■ DATA EXTRACT:
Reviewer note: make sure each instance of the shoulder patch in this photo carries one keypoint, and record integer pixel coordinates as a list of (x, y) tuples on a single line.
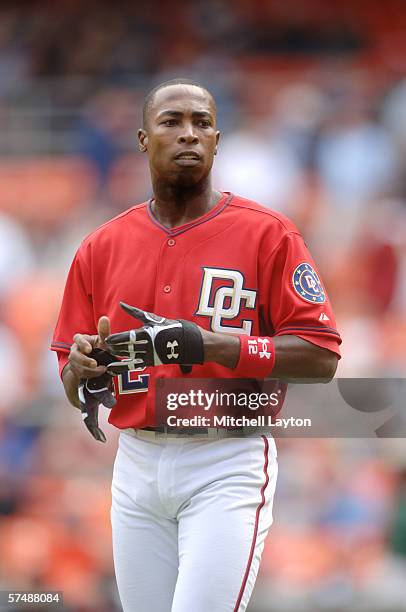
[(307, 284)]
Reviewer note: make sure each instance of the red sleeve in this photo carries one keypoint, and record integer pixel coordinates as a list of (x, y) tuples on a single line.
[(299, 303), (76, 314)]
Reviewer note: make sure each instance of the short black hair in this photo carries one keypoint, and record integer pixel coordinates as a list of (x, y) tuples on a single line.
[(149, 98)]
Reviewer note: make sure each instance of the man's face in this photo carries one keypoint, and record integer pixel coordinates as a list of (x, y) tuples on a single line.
[(180, 135)]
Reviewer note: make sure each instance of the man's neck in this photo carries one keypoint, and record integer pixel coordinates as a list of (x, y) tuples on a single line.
[(174, 206)]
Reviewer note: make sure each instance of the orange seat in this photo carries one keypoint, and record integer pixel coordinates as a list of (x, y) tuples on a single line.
[(45, 189)]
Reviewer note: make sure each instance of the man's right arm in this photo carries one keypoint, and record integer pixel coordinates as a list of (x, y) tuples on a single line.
[(80, 365)]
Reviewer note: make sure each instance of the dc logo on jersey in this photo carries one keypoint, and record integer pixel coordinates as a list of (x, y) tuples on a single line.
[(171, 346), (307, 284), (222, 296)]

■ EXERCISE INSTRUCTIONS:
Whenever a picture appears in the listing, leave it out; copy everything else exactly.

■ TASK OUTPUT:
Reviewer note: make sure each instance of the shoulder patch in this photo carries one keypoint, and record integer pixel coordinates as a list of (x, y) tuples on a single line.
[(307, 284)]
Reviewer note: make sure each instance of the red sleeve in this photo carries one keypoint, and record integer pixel coordinates as a list of (x, y) tuples on a single line.
[(299, 303), (76, 314)]
Reviewer note: make sure each instance of the short black hair in this photo carries one keypoint, and record integer pixel coordinates as a list of (x, y) tuples on a single line.
[(149, 98)]
Reviewer note: make sure each instance of the man's face in this photo carries one keypoint, and record integer pixel coordinates as a list of (x, y) tuples on a single line.
[(180, 135)]
Reviewer note: make sure each instance of the man's neck in this photo carries one keypoint, and record integer pixel coordinates as a list of (x, y) tuples on a single line.
[(174, 206)]
Reviewer note: make sure each instance of the orange seat in this photo carries one keypoint, and record integer pixel coordinates as a list of (x, y) tuples on a single line.
[(45, 189)]
Reviewer note: make sure each instance of the man's right arm in this photo carries one keypoint, and record integer pixel coordinates as a list of (x, y) tuples on a single line.
[(80, 365)]
Reviewer note: make sure each instance of the dc logo on jersey in this photo carries one keypoint, and record integer pixel coordinates as a list of (x, y) tuples on a single line.
[(171, 346), (307, 284), (222, 296)]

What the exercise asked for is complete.